Quoted text:
◇ ◇ ◇

CLIP and DALL-E are fed words and images and must discern correspondences between specific words and objects, phrases and events, names and places or people, and so on. Although the results — as with all contemporary AI — have their mix of jaw-dropping successes and embarrassing failures, their abilities reveal some insight into how representations inform us about the world.
In many criticisms of AI, one that CLIP and DALL-E expose, the meaning of common sense is ambiguous. Many observers seem to imagine common sense as a matter of words, such as a bunch of sentences in the head cataloging the beliefs a person holds. Another approach would be to base common sense around mental images, like a massive model of the world our brains can consult.
Haugeland opened up yet another approach to common sense — which he did not take — centered around neural networks, which are a kind of “distributed representation.” This way of representing the world is less familiar than logical and iconic, but arguably the most common. It treats common sense not as a matter of knowing things about the world, but a matter of doing things in the world.
The Distinction Between Logical And Iconic
In his article “Representational Genera,” Haugeland noted that humans use many kinds of representations, like the pictures we frame and hang around the house or the descriptions that fill books. He argued that what distinguishes logical, iconic and distributed representations is what they can or cannot represent about the world. Each only represents a small portion of the world and can do so in a peculiar way — capturing some features but ignoring many others.
Humans absorb these representations using background knowledge, “fleshing out” missing details based on common sense. Shorn of background knowledge, logical contents — a single word or phrase, a few notes on a music score, the markings in an equation or sentence — typically represent only what philosophers call “discrete facts”: objects and properties, musical phrases or the relation of numbers in an equation.
By contrast, iconic representations — images, maps, music recordings or videos — involve elements that only make sense in relation to each other: shapes in a picture, the location of a mountain range or the various positions and movements of actors in a movie. Iconic representations depend on the relationship between elements and their locations, like how a black-and-white photograph represents certain wavelengths of light at different locations. Both kinds of representation are expressive, but logical representations cannot capture relations between elements without adding more information, whereas iconic representations cannot depict elements non-relationally.
Neither of these forms of representation reflects how we experience them. Musicians looking at a familiar musical score — a logical representation — will instantly imagine their favorite recording of the piece: an iconic representation. But this is the work of our background familiarity with both kinds of representation.

◇ ◇ ◇

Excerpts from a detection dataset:

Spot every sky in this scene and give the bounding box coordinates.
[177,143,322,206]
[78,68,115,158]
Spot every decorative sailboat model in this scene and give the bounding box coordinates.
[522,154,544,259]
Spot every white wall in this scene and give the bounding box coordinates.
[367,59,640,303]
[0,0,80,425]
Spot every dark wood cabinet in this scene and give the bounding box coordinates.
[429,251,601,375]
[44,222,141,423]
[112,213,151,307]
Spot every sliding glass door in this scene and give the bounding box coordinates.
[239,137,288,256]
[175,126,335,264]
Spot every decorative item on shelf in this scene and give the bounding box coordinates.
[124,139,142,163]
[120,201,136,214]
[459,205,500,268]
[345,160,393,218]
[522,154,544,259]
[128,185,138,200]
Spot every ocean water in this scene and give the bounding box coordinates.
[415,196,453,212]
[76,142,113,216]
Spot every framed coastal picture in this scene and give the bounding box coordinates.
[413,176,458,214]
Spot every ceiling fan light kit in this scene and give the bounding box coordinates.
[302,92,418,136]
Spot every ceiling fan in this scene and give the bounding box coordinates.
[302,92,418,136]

◇ ◇ ◇

What is being asked: Please answer from the passage on representation and common sense above: what do musicians instantly imagine when they look at a familiar musical score?

Reply to the task: Their favorite recording of the piece.